- Your task
Retype each line of the material exactly, please, skipping any picture in it.

[Point labeling examples]

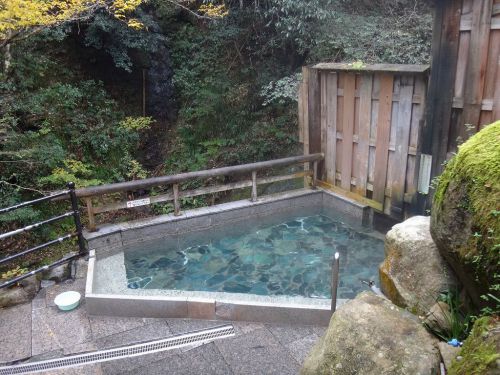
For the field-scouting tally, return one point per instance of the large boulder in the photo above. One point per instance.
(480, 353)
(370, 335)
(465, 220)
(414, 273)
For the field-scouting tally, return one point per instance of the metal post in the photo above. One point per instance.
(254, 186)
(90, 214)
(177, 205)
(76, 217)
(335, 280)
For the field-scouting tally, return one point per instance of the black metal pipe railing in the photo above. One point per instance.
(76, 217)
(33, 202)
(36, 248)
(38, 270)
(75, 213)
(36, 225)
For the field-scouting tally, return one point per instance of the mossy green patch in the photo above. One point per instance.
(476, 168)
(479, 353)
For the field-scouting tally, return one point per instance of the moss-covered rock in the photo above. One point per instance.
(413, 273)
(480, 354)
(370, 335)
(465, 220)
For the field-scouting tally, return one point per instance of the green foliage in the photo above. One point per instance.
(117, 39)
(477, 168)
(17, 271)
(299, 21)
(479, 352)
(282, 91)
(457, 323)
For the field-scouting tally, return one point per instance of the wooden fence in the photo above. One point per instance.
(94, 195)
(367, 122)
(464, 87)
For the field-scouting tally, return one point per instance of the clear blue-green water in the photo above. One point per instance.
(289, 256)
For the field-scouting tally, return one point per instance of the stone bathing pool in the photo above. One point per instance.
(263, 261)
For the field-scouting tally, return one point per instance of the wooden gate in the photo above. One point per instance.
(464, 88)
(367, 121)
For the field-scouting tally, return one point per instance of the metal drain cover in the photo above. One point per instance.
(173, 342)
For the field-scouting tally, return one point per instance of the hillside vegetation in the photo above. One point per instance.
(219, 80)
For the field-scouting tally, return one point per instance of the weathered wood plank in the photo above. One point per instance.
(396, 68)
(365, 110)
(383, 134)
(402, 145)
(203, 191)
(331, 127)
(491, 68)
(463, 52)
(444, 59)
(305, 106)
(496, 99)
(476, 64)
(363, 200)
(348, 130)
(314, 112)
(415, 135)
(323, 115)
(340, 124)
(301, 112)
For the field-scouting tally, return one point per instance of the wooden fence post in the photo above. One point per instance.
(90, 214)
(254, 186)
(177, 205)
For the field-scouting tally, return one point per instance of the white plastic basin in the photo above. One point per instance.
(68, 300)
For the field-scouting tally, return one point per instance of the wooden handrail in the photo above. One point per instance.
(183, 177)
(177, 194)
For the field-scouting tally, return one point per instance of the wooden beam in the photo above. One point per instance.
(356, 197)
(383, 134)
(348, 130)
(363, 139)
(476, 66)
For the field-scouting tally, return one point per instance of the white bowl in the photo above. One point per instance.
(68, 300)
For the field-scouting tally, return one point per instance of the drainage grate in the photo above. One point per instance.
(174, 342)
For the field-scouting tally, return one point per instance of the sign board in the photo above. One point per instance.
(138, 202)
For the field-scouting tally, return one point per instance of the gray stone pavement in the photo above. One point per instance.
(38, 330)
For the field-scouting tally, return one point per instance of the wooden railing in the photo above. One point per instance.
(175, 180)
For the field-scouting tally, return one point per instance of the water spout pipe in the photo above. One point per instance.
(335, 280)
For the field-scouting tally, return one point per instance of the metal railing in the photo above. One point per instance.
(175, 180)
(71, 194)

- Exercise response
For the field-scouting tally, return one point per instance of the large boulder in the photo above. One point per instance.
(480, 353)
(370, 335)
(465, 220)
(414, 273)
For the field-scouting tally, return one point per instance of the metal post in the photo above. One point per instance.
(254, 186)
(90, 214)
(177, 205)
(76, 217)
(335, 280)
For the field-scouting tally, return one point per instance of the black metal pipe railing in the photo above. One point per instance.
(76, 217)
(33, 202)
(36, 248)
(38, 270)
(75, 213)
(36, 225)
For the field-scouting tally, return one point per instance of the mossy green patch in the photo above. One point per instance.
(476, 168)
(479, 353)
For the field-scouting tally, return one point per instance of the moss-covered rock in the photo above. One point per instance.
(413, 273)
(480, 354)
(370, 335)
(465, 220)
For the field-scouting tally, return one point per instance of the green foliage in the photo above. One point per instance.
(117, 39)
(477, 168)
(17, 271)
(299, 21)
(479, 352)
(282, 91)
(457, 323)
For the field-scouting tally, return one point per instance of the wooden fence in the photo above. One point per instance.
(94, 195)
(367, 122)
(464, 87)
For the field-scouting tally, return one point per instance of the clear blue-green water in the photo above. One point per instance.
(289, 256)
For the field-scouting tally, return one point per instance of the stone bathing pool in the photo above. One point per instance.
(263, 261)
For the field-scouting tally, return one point per instance of the wooden gate in the photo above. One point per instance.
(464, 88)
(367, 121)
For the field-scouting tally, return one point per instance of the metal drain cover in the photo above. One point per instance.
(173, 342)
For the field-scouting tally, return one point per instance of the hillside vegetation in the photo above. One point per instance.
(219, 80)
For the field-scouting tally, return one point per instance of the weathered wood plank in the photo above. One point per instance.
(396, 68)
(365, 110)
(383, 134)
(402, 145)
(203, 191)
(331, 127)
(491, 68)
(463, 52)
(444, 59)
(305, 106)
(496, 99)
(476, 64)
(363, 200)
(348, 130)
(314, 112)
(415, 135)
(323, 115)
(340, 124)
(301, 112)
For the field-scouting tally, return one point per instance of the wooden fence post in the photo above. One point per instance.
(90, 214)
(254, 186)
(177, 205)
For the field-scouting tally, return one point per instance of the white plastic basin in the photo above. One point per instance.
(68, 300)
For the field-scouting tally, return one point per instance of the wooden handrail in the photo above. One point per instance.
(183, 177)
(177, 194)
For the field-scouting tally, return one point per instance of the wooden beam in the photo above. One point per instance.
(356, 197)
(383, 134)
(348, 130)
(363, 139)
(476, 66)
For the field-scouting tally, return one point per instance of the white bowl in the photo above. One point per instance.
(68, 300)
For the field-scouting tally, return one point per instance of the drainage grate in the photo above. One point per instance.
(174, 342)
For the field-scouting tally, return one point per instance of the sign board in the photo above. One point per instance.
(138, 202)
For the field-scouting tally, return one point per instance of the gray stone pavement in the photo above. One point per instance.
(38, 330)
For the field-scouting tally, return one point per instance of the wooden railing in the photo above. One point per instance.
(175, 180)
For the field-scouting tally, return one point per instance of the water spout pipe in the photo above. One point per instance.
(335, 280)
For the field-scouting tally, return one point per instance of the metal railing in the photo above. One point per instance.
(175, 180)
(71, 194)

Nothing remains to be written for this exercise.